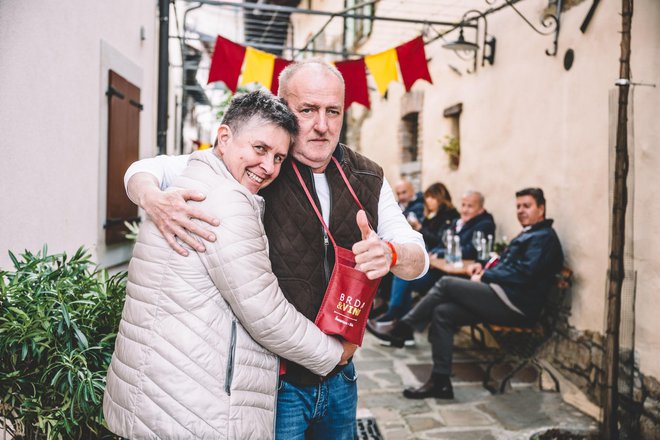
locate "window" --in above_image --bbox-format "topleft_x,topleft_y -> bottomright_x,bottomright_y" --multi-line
344,0 -> 374,49
105,70 -> 141,245
443,103 -> 462,170
401,112 -> 419,163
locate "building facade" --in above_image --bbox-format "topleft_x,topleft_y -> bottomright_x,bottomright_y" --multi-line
0,0 -> 159,268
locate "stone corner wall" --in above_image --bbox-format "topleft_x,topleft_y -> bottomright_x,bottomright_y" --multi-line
539,318 -> 660,439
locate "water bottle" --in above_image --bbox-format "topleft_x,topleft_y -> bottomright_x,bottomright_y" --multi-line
453,235 -> 462,267
480,237 -> 489,260
487,234 -> 494,253
445,232 -> 454,263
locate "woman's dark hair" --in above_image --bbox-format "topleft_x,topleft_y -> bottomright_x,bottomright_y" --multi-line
219,89 -> 299,147
423,182 -> 454,215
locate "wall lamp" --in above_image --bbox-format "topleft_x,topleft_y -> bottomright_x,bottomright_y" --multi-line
442,10 -> 496,74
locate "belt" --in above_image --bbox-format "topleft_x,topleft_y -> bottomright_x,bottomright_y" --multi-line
282,360 -> 349,386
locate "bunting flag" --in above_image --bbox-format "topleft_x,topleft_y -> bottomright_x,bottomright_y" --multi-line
270,58 -> 293,95
364,48 -> 399,96
207,35 -> 432,107
207,35 -> 246,92
335,59 -> 370,109
240,47 -> 276,89
395,36 -> 433,91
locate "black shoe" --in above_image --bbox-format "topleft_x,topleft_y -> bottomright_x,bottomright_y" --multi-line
403,375 -> 454,400
366,319 -> 414,348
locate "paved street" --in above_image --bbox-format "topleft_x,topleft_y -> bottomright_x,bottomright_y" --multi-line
355,330 -> 599,439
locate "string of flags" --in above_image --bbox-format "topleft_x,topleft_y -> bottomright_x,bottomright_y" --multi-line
207,35 -> 433,110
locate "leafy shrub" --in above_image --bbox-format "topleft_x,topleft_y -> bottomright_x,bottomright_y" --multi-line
0,246 -> 125,439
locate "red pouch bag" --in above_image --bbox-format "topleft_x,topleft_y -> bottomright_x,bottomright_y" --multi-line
292,158 -> 382,345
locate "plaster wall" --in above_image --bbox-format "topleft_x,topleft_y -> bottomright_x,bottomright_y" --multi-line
0,1 -> 158,269
627,0 -> 660,380
305,0 -> 660,380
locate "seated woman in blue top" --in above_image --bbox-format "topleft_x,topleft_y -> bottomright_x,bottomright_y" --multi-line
374,183 -> 458,326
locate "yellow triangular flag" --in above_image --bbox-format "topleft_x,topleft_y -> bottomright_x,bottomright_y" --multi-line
364,48 -> 399,96
240,47 -> 275,89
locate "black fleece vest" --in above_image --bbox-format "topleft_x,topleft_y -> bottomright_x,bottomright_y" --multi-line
259,145 -> 383,384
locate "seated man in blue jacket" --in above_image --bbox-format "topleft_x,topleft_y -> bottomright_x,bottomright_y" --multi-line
368,188 -> 563,399
429,190 -> 496,260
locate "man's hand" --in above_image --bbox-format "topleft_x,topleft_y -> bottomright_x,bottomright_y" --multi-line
339,340 -> 358,365
467,261 -> 483,276
408,217 -> 422,231
352,210 -> 391,280
467,262 -> 484,282
132,173 -> 220,256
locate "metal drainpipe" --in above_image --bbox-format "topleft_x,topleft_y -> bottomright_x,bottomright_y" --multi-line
180,3 -> 203,154
157,0 -> 170,155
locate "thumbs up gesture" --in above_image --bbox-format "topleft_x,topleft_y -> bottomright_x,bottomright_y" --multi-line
352,210 -> 392,280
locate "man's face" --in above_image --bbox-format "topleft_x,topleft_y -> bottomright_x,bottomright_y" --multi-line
516,195 -> 545,227
282,66 -> 344,172
395,182 -> 414,204
460,193 -> 484,223
217,118 -> 290,194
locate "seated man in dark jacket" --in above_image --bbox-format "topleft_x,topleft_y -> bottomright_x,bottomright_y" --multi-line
369,188 -> 563,400
429,190 -> 496,260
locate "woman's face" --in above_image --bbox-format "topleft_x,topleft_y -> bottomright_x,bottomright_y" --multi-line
425,196 -> 440,214
217,117 -> 290,194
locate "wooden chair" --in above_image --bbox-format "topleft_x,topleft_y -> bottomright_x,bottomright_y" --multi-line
480,266 -> 573,394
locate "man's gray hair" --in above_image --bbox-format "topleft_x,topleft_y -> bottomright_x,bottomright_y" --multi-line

- _TASK GOAL_: Repeat every record above exactly. Omit the pictures.

- _THE ANSWER_:
locate "window" --in above_image --bbox-format "topleft_x,topleft_y -> bottomright_x,bottomright_y" --multi-line
344,0 -> 374,49
105,70 -> 141,245
443,103 -> 462,170
401,112 -> 419,163
locate "building facade" --in above_image --bbox-format "topleft_x,topleft_y -> bottomright_x,bottomright_y" --multi-line
0,0 -> 159,268
locate "stone corner wall" --in above_image --bbox-format "topleft_x,topleft_y -> bottomright_x,bottomright_y" --multi-line
539,318 -> 660,439
locate "water bottle" --in above_image --bbox-format "topleft_x,topleft_y -> bottomright_x,bottomright_y" --multi-line
453,235 -> 462,267
480,237 -> 489,260
487,234 -> 494,253
445,232 -> 454,263
locate "woman's dark hair" --in above_image --bbox-format "topleft_x,topleft_y -> bottomright_x,bottomright_y" --multi-line
219,89 -> 299,147
423,182 -> 454,215
locate "wall lamp" --in above_image --bbox-format "topleft_x,topleft_y -> bottomright_x,bottomright_y" --multi-line
442,10 -> 496,74
locate "belt" --in above_image --bbox-format "topleft_x,topleft_y -> bottomright_x,bottomright_y" --multi-line
282,360 -> 349,386
locate "bunting flag" --in above_image --bbox-format "topleft_x,topleft_y -> bottomright_x,bottomright_y" --multi-line
270,58 -> 293,95
364,48 -> 399,96
207,35 -> 432,107
207,35 -> 246,92
335,59 -> 370,109
240,47 -> 276,89
395,36 -> 433,91
locate "black shoe" --in above_image --bbox-format "topleft_x,topleft_y -> bottomright_x,bottomright_y" --multi-line
403,375 -> 454,400
366,319 -> 414,348
locate "paved street" --in above_image --bbox-format "topleft_x,topleft_y -> bottomright_x,bottomright_y" --multi-line
355,330 -> 599,439
locate "string of flags" --in above_image --bbox-format "topleft_x,topleft_y -> bottomright_x,bottomright_y" --multi-line
207,35 -> 433,110
locate "leafy shrub" --in above_image --bbox-format "topleft_x,topleft_y -> bottomright_x,bottomright_y" --multi-line
0,246 -> 125,439
locate "red pouch bag" --in above_image --bbox-format "topleft_x,topleft_y -> bottomright_x,bottomright_y" --multi-line
292,158 -> 382,345
locate "plaster wall" --in above_image --bbox-format "topleft_x,topleft_y -> bottomright_x,bottomright_y" --multi-line
0,1 -> 158,269
627,0 -> 660,380
305,0 -> 660,380
locate "seated woman in blue top" --in above_image --bbox-format "topleft_x,topleft_y -> bottomright_x,bottomright_y" --multi-line
374,183 -> 458,326
locate "yellow triangular flag" --in above_image --bbox-format "topleft_x,topleft_y -> bottomright_x,bottomright_y" --multi-line
364,48 -> 399,96
240,47 -> 275,89
locate "black fleece vest" --in above_image --bbox-format "topleft_x,topleft_y -> bottomright_x,bottomright_y" --multi-line
259,145 -> 383,384
locate "seated man in blue jacket" --in above_image --bbox-format "topleft_x,topleft_y -> bottomright_x,bottomright_y" --multi-line
368,188 -> 563,399
429,190 -> 496,260
locate "man's hand" --in above_image --bbox-format "topleft_x,topleft_y -> bottomright_x,bottomright_y" --multi-line
339,340 -> 358,365
467,261 -> 483,276
408,217 -> 422,231
352,210 -> 391,280
467,262 -> 484,282
132,173 -> 220,256
locate "metal drainpipe" --in above_image --bbox-format "topleft_x,topleft_y -> bottomright_x,bottomright_y" --multi-line
180,3 -> 203,154
157,0 -> 170,155
locate "thumbs up gesture" --in above_image --bbox-format "topleft_x,topleft_y -> bottomright_x,bottomright_y" --multi-line
352,210 -> 392,280
locate "man's face" --in above_image --bbox-format "topleft_x,topleft_y -> bottomright_x,bottomright_y" --multi-line
516,195 -> 545,227
282,66 -> 344,172
395,182 -> 414,204
460,193 -> 484,223
217,118 -> 290,194
locate "seated man in dark jacket" --in above_image --bbox-format "topleft_x,topleft_y -> bottomright_x,bottomright_y" --multi-line
369,188 -> 563,400
429,190 -> 496,260
locate "woman's face" --in above_image --bbox-format "topleft_x,topleft_y -> bottomright_x,bottomright_y" --multi-line
425,196 -> 440,214
217,117 -> 290,194
locate "wooden chair" --in above_image --bbox-format "topleft_x,topleft_y -> bottomright_x,bottomright_y" --multi-line
480,266 -> 573,394
locate "man's gray hair" --in above_image --bbox-format "topleft_x,topleft_y -> bottomright_x,bottomright_y" --multi-line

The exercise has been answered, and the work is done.